▶ **Task instructions**
In duplicating the lines below, keep every word unchanged and drop the pictures.

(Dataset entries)

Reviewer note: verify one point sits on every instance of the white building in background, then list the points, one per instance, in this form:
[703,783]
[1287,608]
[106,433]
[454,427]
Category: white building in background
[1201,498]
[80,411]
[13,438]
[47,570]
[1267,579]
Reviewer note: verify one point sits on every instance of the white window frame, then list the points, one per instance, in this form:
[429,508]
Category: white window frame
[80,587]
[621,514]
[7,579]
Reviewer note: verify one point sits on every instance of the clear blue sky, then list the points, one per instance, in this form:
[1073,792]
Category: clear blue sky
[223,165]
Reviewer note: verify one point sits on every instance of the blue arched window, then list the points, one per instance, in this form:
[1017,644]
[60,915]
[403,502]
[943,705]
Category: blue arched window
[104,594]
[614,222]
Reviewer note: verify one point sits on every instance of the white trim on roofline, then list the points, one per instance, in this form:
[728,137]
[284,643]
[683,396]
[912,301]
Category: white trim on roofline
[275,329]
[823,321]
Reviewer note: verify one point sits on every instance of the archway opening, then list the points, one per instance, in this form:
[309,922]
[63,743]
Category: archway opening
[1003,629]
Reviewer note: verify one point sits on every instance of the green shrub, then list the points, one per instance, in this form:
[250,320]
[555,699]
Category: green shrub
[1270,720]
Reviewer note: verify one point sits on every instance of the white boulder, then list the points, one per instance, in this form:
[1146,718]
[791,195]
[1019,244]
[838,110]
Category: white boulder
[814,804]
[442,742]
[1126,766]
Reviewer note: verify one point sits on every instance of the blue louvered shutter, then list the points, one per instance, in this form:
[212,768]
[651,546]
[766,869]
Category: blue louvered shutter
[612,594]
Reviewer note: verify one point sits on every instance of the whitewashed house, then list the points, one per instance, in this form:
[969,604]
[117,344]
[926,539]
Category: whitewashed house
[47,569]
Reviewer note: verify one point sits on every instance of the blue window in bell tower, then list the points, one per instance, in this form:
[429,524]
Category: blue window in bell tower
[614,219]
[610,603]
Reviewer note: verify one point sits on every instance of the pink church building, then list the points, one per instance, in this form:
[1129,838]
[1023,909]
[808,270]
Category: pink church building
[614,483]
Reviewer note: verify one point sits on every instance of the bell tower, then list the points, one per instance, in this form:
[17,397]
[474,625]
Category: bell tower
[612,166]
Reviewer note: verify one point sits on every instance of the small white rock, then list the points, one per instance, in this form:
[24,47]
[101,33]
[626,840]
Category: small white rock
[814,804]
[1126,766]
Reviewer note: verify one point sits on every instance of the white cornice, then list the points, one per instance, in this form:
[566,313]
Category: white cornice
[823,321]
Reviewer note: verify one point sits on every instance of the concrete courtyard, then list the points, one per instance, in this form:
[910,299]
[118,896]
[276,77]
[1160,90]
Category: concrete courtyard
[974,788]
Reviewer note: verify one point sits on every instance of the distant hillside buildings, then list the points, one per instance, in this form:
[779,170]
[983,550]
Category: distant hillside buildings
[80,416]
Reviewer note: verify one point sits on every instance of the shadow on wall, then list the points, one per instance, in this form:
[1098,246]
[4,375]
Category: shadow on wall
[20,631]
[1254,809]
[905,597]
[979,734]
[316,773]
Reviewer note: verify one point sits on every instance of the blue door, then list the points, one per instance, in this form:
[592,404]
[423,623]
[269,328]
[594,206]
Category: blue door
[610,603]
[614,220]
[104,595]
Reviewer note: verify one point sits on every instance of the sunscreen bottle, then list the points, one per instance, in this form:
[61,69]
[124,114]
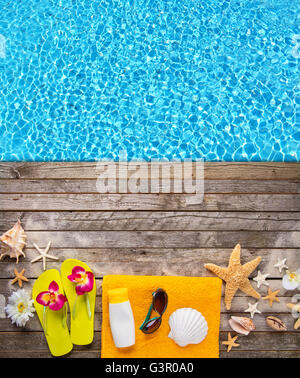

▶ **Reply**
Reviewer note: verify one point sits on every instance of the white building in background, then list the points, one per instance, in this form:
[703,783]
[1287,608]
[106,433]
[454,427]
Category: white building in background
[1201,498]
[80,411]
[13,438]
[47,570]
[1267,579]
Reviewer note: verify one point sits on every instance of the white window frame, then list the points, one per instance, in this form:
[429,508]
Category: white window frame
[80,587]
[621,514]
[7,579]
Reviewer note: verify one point sits on every instance of the clear blue sky, then list the points, one per instance, in this form:
[1073,792]
Category: clear blue sky
[223,165]
Reviewer note: verify one point sits on every instance of the blue arched window, then list the points, one per instance, in this form:
[1017,644]
[60,915]
[403,502]
[943,705]
Category: blue arched window
[104,594]
[614,222]
Reviewer note: verify one point sits on every instance of the white trim on roofline, then list the points, one per instance, in this form:
[728,137]
[284,643]
[683,396]
[912,301]
Category: white trim on roofline
[275,329]
[823,321]
Reviewer note: verify one point sits on every instance of the archway opening, then list the points, one per instance, in this form:
[309,922]
[63,743]
Category: archway opening
[1003,629]
Reviewer note: verify one point sits on every instance of the green shrub, then list the points, one per instance, in this form:
[250,320]
[555,699]
Category: green shrub
[1270,720]
Reviewer note: verify one point sits on every instance of the white boulder, then list the points, one per instance, in this form:
[1146,718]
[791,195]
[1019,244]
[838,110]
Category: white boulder
[814,804]
[442,742]
[1126,766]
Reviewer note: verify one point sits on every instance of the blue louvered shutter, then list the points, one per instance, in this form:
[212,768]
[651,546]
[766,869]
Category: blue louvered shutter
[612,594]
Reviewer note: verify one point sits on every instance of the whitewashed house, then list the points, one per instance, in this form:
[969,604]
[117,344]
[926,539]
Category: whitewashed house
[47,569]
Reviewer note: verify one point sits on every instance of the blue window in bell tower, then list the points, one per instance, in this form:
[429,524]
Category: blue window in bell tower
[614,219]
[610,603]
Reviewer note: verify one point sits on every instance of the pink church building, then list the points, one per instance, in this form:
[1129,838]
[1023,909]
[808,270]
Category: pink church building
[614,483]
Reviewer note: verify one point sits on every instance of the bell tower, then list the points, one per instance, in this form:
[17,397]
[474,625]
Category: bell tower
[612,166]
Reviewer note: verify one point sits on every instance of the small white rock, then list the points, one per instance, in this form:
[24,47]
[101,33]
[626,840]
Category: small white rock
[814,804]
[1126,766]
Reviewer note: verify one point sits on every instance of the white cornice, then list the points, one per instance, in this form:
[566,313]
Category: white cornice
[823,321]
Reviewer note: verify one point sits on every instance of the concrete courtyard, then list the points, one per instance, in this form:
[910,299]
[118,896]
[276,77]
[1160,90]
Category: concrete courtyard
[974,788]
Reviewer note: verify one point sits on every instance of the distant hillside buildings, then list the points, one per instance, in this form:
[779,170]
[983,550]
Category: distant hillside buildings
[80,416]
Reviewer note: verify one point sits on every instance of the shadow on wall, then list the points, one per instance, in this form:
[1098,246]
[4,375]
Category: shadow on wall
[20,631]
[1254,809]
[905,597]
[979,734]
[316,773]
Reviewer note: verify one point sits on every instance of the blue door, then list the points, one per instance, in this form:
[592,404]
[423,623]
[269,328]
[594,206]
Category: blue door
[610,603]
[614,220]
[104,595]
Reviewer note: verify one point sits on every instance of the sunscreen bottle, then list the points, one per instance, in this form:
[61,69]
[124,114]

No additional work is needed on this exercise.